Exercise materials:
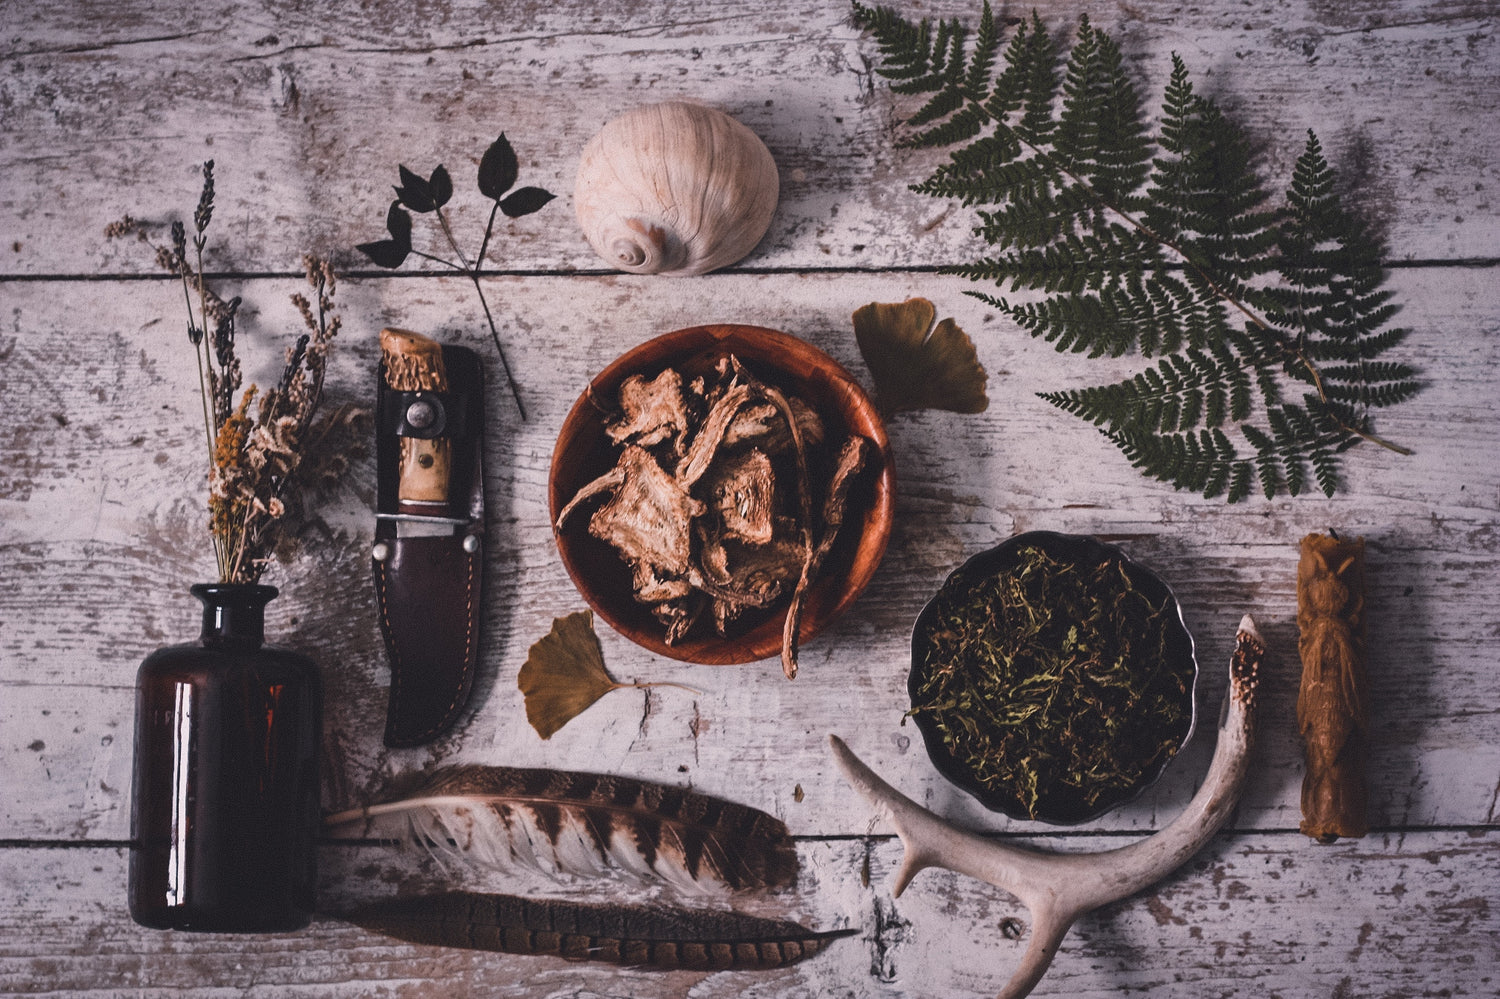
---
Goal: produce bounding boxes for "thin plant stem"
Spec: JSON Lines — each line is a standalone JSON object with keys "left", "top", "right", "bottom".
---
{"left": 408, "top": 248, "right": 467, "bottom": 274}
{"left": 614, "top": 680, "right": 705, "bottom": 697}
{"left": 180, "top": 252, "right": 227, "bottom": 580}
{"left": 475, "top": 201, "right": 500, "bottom": 271}
{"left": 436, "top": 209, "right": 472, "bottom": 272}
{"left": 436, "top": 206, "right": 527, "bottom": 421}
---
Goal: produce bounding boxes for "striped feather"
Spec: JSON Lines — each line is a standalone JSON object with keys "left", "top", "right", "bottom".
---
{"left": 338, "top": 891, "right": 855, "bottom": 970}
{"left": 323, "top": 765, "right": 798, "bottom": 895}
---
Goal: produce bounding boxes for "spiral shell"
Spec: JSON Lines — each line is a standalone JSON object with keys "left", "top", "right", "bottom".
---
{"left": 573, "top": 102, "right": 780, "bottom": 277}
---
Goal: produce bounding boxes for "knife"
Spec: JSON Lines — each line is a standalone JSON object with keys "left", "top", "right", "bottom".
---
{"left": 372, "top": 328, "right": 485, "bottom": 747}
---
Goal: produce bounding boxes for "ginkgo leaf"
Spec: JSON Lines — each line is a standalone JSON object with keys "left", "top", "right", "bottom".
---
{"left": 518, "top": 611, "right": 697, "bottom": 739}
{"left": 852, "top": 298, "right": 990, "bottom": 417}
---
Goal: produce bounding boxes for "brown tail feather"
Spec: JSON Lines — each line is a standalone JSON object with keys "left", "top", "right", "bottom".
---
{"left": 338, "top": 891, "right": 856, "bottom": 970}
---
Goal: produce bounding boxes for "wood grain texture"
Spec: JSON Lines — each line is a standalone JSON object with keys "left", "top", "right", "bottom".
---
{"left": 1, "top": 0, "right": 1497, "bottom": 995}
{"left": 2, "top": 0, "right": 1498, "bottom": 278}
{"left": 3, "top": 270, "right": 1497, "bottom": 838}
{"left": 1, "top": 834, "right": 1496, "bottom": 997}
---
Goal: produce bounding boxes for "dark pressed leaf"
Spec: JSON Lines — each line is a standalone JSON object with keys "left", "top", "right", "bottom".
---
{"left": 499, "top": 185, "right": 557, "bottom": 218}
{"left": 429, "top": 165, "right": 453, "bottom": 209}
{"left": 478, "top": 133, "right": 519, "bottom": 200}
{"left": 395, "top": 164, "right": 436, "bottom": 213}
{"left": 357, "top": 238, "right": 411, "bottom": 269}
{"left": 852, "top": 298, "right": 989, "bottom": 416}
{"left": 385, "top": 201, "right": 412, "bottom": 242}
{"left": 517, "top": 611, "right": 623, "bottom": 739}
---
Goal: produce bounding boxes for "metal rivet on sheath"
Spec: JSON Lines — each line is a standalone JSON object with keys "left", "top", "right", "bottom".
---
{"left": 405, "top": 398, "right": 439, "bottom": 430}
{"left": 462, "top": 534, "right": 479, "bottom": 554}
{"left": 372, "top": 542, "right": 391, "bottom": 562}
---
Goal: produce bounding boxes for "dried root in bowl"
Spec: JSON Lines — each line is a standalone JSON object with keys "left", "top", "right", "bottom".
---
{"left": 556, "top": 354, "right": 872, "bottom": 677}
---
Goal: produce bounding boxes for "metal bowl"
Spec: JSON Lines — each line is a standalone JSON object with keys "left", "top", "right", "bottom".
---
{"left": 908, "top": 531, "right": 1199, "bottom": 824}
{"left": 549, "top": 323, "right": 896, "bottom": 665}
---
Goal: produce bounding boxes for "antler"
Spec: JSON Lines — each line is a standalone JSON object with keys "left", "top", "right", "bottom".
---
{"left": 831, "top": 614, "right": 1265, "bottom": 999}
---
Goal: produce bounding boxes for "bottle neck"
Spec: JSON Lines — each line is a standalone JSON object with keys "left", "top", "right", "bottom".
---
{"left": 192, "top": 583, "right": 278, "bottom": 648}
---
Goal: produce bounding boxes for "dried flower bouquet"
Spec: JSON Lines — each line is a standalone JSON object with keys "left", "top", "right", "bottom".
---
{"left": 109, "top": 161, "right": 357, "bottom": 583}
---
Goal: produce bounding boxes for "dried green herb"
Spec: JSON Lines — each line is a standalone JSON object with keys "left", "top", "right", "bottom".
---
{"left": 911, "top": 543, "right": 1194, "bottom": 819}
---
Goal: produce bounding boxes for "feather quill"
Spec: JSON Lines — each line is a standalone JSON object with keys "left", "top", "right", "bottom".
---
{"left": 337, "top": 891, "right": 854, "bottom": 970}
{"left": 323, "top": 765, "right": 799, "bottom": 895}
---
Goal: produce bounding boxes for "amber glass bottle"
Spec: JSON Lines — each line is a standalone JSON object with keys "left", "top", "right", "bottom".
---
{"left": 128, "top": 584, "right": 322, "bottom": 932}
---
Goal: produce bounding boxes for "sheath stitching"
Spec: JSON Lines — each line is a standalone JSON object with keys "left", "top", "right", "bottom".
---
{"left": 374, "top": 559, "right": 406, "bottom": 735}
{"left": 429, "top": 548, "right": 478, "bottom": 739}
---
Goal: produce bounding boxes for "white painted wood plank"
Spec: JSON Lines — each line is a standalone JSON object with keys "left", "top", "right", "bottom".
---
{"left": 1, "top": 832, "right": 1496, "bottom": 997}
{"left": 2, "top": 268, "right": 1497, "bottom": 842}
{"left": 2, "top": 0, "right": 1497, "bottom": 279}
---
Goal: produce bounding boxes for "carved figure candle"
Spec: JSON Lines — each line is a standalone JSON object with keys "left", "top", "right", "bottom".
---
{"left": 1296, "top": 532, "right": 1369, "bottom": 842}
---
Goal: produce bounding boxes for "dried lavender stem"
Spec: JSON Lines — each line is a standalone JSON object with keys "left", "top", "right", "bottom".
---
{"left": 179, "top": 251, "right": 226, "bottom": 579}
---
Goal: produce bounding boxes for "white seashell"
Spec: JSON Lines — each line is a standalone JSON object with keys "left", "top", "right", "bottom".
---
{"left": 573, "top": 101, "right": 780, "bottom": 277}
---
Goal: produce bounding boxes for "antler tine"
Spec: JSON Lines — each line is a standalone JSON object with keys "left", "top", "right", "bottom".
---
{"left": 830, "top": 614, "right": 1265, "bottom": 999}
{"left": 829, "top": 734, "right": 1078, "bottom": 998}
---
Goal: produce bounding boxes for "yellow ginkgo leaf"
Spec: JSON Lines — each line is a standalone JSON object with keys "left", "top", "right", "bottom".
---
{"left": 518, "top": 611, "right": 697, "bottom": 739}
{"left": 852, "top": 298, "right": 989, "bottom": 417}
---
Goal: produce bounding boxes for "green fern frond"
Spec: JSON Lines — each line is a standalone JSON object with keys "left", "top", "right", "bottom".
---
{"left": 1110, "top": 426, "right": 1253, "bottom": 500}
{"left": 1042, "top": 340, "right": 1254, "bottom": 434}
{"left": 852, "top": 2, "right": 1420, "bottom": 500}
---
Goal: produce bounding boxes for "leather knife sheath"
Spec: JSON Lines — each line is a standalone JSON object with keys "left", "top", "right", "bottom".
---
{"left": 372, "top": 341, "right": 484, "bottom": 747}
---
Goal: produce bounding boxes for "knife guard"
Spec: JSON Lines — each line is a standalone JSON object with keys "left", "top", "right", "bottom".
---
{"left": 372, "top": 343, "right": 484, "bottom": 747}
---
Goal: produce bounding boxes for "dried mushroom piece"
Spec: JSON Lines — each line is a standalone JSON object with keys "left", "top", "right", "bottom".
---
{"left": 607, "top": 369, "right": 692, "bottom": 453}
{"left": 675, "top": 379, "right": 759, "bottom": 486}
{"left": 654, "top": 593, "right": 705, "bottom": 645}
{"left": 632, "top": 563, "right": 694, "bottom": 604}
{"left": 586, "top": 446, "right": 704, "bottom": 576}
{"left": 724, "top": 397, "right": 825, "bottom": 455}
{"left": 704, "top": 449, "right": 777, "bottom": 545}
{"left": 779, "top": 435, "right": 873, "bottom": 679}
{"left": 694, "top": 526, "right": 804, "bottom": 607}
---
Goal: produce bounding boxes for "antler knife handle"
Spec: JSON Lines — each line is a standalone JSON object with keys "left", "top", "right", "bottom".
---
{"left": 381, "top": 328, "right": 453, "bottom": 511}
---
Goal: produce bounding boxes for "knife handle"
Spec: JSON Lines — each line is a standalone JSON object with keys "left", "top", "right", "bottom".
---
{"left": 398, "top": 436, "right": 451, "bottom": 507}
{"left": 380, "top": 328, "right": 453, "bottom": 511}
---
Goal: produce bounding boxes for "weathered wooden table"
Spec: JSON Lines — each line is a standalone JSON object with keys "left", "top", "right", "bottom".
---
{"left": 3, "top": 1, "right": 1497, "bottom": 996}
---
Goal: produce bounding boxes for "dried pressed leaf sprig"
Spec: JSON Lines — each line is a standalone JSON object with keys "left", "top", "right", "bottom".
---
{"left": 108, "top": 162, "right": 355, "bottom": 584}
{"left": 356, "top": 133, "right": 555, "bottom": 420}
{"left": 851, "top": 298, "right": 989, "bottom": 417}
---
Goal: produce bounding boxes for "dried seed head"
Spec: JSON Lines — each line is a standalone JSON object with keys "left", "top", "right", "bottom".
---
{"left": 193, "top": 160, "right": 216, "bottom": 235}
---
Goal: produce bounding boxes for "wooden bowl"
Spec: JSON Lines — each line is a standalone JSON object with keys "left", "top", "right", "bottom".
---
{"left": 549, "top": 324, "right": 896, "bottom": 665}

Task goal: Pull every line containing the word "bottle" out of the material and copy it.

The completed task:
Goal: produce bounding boxes for "bottle neck"
Goal: produce bounding boxes for "amber glass bottle"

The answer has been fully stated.